BEGIN DATA

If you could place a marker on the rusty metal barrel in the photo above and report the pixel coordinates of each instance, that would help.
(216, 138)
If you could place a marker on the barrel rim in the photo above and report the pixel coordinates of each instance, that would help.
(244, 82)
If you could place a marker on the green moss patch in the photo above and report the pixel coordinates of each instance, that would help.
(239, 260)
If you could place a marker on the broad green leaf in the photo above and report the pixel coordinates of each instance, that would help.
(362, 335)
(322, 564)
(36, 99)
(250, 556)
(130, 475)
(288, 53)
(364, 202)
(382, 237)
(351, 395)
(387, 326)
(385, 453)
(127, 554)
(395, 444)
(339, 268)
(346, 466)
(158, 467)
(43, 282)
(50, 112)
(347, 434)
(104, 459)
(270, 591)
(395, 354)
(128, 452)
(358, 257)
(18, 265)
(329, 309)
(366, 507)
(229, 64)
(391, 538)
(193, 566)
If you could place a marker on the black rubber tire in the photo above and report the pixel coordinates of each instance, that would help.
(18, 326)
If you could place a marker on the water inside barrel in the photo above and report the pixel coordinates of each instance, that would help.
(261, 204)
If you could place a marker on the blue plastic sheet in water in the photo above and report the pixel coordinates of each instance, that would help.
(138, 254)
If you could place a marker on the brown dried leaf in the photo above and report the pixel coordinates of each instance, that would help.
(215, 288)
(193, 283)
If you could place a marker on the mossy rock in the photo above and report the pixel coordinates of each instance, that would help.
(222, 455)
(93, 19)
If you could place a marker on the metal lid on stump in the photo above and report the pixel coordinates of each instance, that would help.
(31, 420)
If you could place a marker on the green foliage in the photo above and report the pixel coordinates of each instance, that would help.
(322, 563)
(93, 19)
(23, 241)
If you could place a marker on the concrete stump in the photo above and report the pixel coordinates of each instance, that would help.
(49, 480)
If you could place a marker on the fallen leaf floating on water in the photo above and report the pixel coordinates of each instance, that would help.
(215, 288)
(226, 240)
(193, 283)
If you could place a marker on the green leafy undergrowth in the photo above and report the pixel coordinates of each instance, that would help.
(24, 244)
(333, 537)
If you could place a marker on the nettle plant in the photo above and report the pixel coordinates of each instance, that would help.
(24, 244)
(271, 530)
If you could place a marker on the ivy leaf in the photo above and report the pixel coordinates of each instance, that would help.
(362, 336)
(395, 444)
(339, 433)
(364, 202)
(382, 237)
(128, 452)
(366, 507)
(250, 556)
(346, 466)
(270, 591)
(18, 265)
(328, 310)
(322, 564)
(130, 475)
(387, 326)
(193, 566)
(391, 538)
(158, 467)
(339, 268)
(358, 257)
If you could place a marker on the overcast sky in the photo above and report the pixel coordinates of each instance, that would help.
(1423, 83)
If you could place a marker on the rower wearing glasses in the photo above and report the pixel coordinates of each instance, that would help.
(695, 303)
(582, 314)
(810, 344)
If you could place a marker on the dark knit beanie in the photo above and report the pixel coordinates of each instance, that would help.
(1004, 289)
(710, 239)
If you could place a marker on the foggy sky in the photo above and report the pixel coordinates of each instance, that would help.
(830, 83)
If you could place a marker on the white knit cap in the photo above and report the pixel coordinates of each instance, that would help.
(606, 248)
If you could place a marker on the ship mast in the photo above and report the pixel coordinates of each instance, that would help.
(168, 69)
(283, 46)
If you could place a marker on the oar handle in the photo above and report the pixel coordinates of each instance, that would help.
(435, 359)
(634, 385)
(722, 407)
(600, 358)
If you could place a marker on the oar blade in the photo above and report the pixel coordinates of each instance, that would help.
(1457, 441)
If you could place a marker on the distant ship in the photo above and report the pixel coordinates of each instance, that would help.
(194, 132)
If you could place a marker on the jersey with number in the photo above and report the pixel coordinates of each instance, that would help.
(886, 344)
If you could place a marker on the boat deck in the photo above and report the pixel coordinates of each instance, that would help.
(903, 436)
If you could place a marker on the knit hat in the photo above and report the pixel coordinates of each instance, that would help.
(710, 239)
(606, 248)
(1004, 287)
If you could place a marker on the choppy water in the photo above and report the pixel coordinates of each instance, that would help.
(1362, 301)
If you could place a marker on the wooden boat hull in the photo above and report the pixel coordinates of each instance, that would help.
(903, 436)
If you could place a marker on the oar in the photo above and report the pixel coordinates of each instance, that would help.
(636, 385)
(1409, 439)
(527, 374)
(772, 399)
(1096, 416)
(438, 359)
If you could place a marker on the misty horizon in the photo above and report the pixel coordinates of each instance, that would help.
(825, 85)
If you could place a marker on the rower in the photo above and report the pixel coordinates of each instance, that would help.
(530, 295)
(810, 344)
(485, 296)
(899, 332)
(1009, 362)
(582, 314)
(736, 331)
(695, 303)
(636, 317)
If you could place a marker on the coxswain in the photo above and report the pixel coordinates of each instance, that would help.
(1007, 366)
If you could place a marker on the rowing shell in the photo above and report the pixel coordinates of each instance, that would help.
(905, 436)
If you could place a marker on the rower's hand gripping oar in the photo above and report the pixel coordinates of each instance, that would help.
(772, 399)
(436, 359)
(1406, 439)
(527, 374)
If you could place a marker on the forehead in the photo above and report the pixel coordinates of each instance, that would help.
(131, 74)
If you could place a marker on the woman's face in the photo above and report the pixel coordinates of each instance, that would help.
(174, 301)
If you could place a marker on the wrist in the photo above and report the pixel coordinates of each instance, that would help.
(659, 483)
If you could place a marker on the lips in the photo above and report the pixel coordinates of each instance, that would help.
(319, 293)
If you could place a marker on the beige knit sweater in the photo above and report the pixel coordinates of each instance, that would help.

END DATA

PROBLEM:
All of the lines above need to be given again exactly.

RESULT OF THE EXERCISE:
If you could place a marker on the rusty metal barrel in the photo above and report the pixel coordinates of each instance, that would help.
(216, 138)
If you could place a marker on the barrel rim in the photo above and report the pixel coordinates of each instance, that would help.
(244, 82)
If you could place a marker on the green moss patch in the photo above and report the pixel coordinates of each instance, that would help.
(239, 260)
If you could place a marker on the broad green leaf in the photo above and report the pixel coordinates of each instance, that would help.
(362, 335)
(322, 564)
(36, 99)
(250, 556)
(130, 475)
(288, 53)
(364, 202)
(382, 237)
(351, 395)
(387, 326)
(385, 453)
(127, 554)
(395, 444)
(339, 268)
(346, 466)
(158, 467)
(43, 282)
(50, 112)
(347, 434)
(104, 459)
(270, 591)
(395, 354)
(128, 452)
(358, 257)
(18, 265)
(329, 309)
(366, 507)
(229, 64)
(391, 538)
(193, 566)
If you could place a marker on the black rubber tire in the photo above and report the pixel coordinates of each instance, that would help.
(18, 326)
If you could place a marker on the water inside barrel in the photo above and report the pixel coordinates of each instance, that would help.
(261, 204)
If you could place a marker on the blue plastic sheet in water in the photo above and report the pixel coordinates of each instance, that would help.
(138, 254)
If you could place a marker on the brown dried leaf in the photo above and report the pixel coordinates of each instance, that would help.
(215, 288)
(193, 283)
If you could place a marker on the mossy rock in the photo above and report the pixel coordinates of each instance, that would help.
(222, 455)
(93, 19)
If you could place a marker on the metal lid on stump in the photo above and report the pixel coordinates of each instance, that would help.
(31, 420)
If you could place a marker on the green foliage in the photo above and report the pixel coordinates of each instance, that would help.
(322, 563)
(93, 19)
(23, 241)
If you could place a marker on the concrete stump in the photo above and report the pixel coordinates of each instance, that would help.
(49, 480)
If you could place a marker on the fallen leaf floating on water in the photo above and report the pixel coordinates of each instance, that would help.
(215, 288)
(226, 240)
(193, 283)
If you could place a marker on the green leafy undergrowth in the photo above and report the pixel coordinates of each instance, that would help.
(24, 244)
(333, 537)
If you could place a marker on the nettle plant in the photo above and report the pixel coordinates of each instance, that would help.
(24, 244)
(271, 530)
If you could place a marker on the ivy leaf in the photo above and report the pixel coordinates of each instance, that would help.
(362, 336)
(395, 444)
(339, 433)
(364, 202)
(382, 237)
(128, 452)
(366, 507)
(250, 556)
(346, 466)
(270, 591)
(18, 265)
(328, 310)
(322, 564)
(130, 475)
(387, 326)
(193, 566)
(391, 538)
(158, 467)
(339, 268)
(358, 257)
If you could place a marker on the overcast sky in the photo above and report the pixel coordinates of each instance, that would help.
(1423, 83)
If you could place a marker on the rower wearing glasses in the photo above and report the pixel coordinates of each instance, that would help.
(695, 303)
(582, 314)
(810, 344)
If you could place a marker on the dark knit beanie in the photo above and report the pixel coordinates of each instance, that would help.
(1004, 289)
(710, 239)
If you could place a marker on the foggy sky in the photo above and report the pixel coordinates of each instance, that would help.
(830, 83)
If you could place a marker on the white knit cap in the photo above and report the pixel coordinates of each instance, that would help.
(606, 248)
If you could place a marker on the ship mast in the photo above and report the pixel coordinates of each instance, that would help.
(168, 69)
(283, 46)
If you could place a marker on the oar handle in the photo above and report the pixel coordinates of each instance, that would help.
(435, 359)
(634, 385)
(722, 407)
(600, 358)
If you could place a marker on the oar blade in the photo above and report the pixel coordinates of each instance, that would help.
(1457, 441)
If you could place a marker on the distant ship in the photo above and report the pixel coordinates of each instance, that would help.
(194, 132)
If you could place a marker on the jersey with number in the photo above and report the pixel coordinates of each instance, that would help.
(886, 344)
If you could place a marker on the boat deck in the photo above and report the pixel coordinates of each instance, that would help.
(903, 436)
If you could place a marker on the knit hat in the photo above and report the pixel coordinates of each instance, that would help.
(710, 239)
(606, 248)
(1004, 287)
If you could place a marker on the choppy water in the photo above and report the pixel coordinates of each instance, that would help.
(1362, 301)
If you could place a marker on the wooden boat hull in the photo above and report the pixel coordinates of each instance, that would help.
(903, 436)
If you could place a marker on the oar in the photo above and report the pixel coordinates of each instance, that would help.
(636, 385)
(1409, 439)
(527, 374)
(772, 399)
(1096, 416)
(438, 359)
If you could place a marker on the misty horizon in the photo above and report the pixel coordinates of each instance, that would help.
(825, 85)
If you could place a marker on the rower in the photo above and report the pixel coordinates of each instance, that would help.
(530, 295)
(810, 344)
(485, 296)
(899, 332)
(1009, 362)
(582, 314)
(736, 331)
(695, 303)
(636, 317)
If you could place a marker on the coxswain in the photo above and report the pixel coordinates of each instance, that would help.
(1007, 366)
If you could place a marker on the rowing shell in the photo above and report the pixel coordinates of each instance, that would help.
(905, 436)
If you could place a marker on the rower's hand gripping oar in the photo above and report the pixel coordinates of each instance, that would help.
(772, 399)
(436, 359)
(1406, 439)
(527, 374)
If you could place a marker on the forehead in the photo above and report the pixel coordinates of each instance, that would help.
(131, 74)
If you could place a marker on the woman's face in the photo above and report the pixel coordinates of each instance, that would help.
(174, 301)
If you could place a marker on the wrist in the photo above and report the pixel coordinates of each instance, that would help.
(659, 483)
If you could place a marker on the lips in the photo above and report the pixel coordinates of each instance, that would help.
(319, 293)
If you could place a marker on the beige knit sweater in the photo above and report the pixel coordinates of each instance, that would help.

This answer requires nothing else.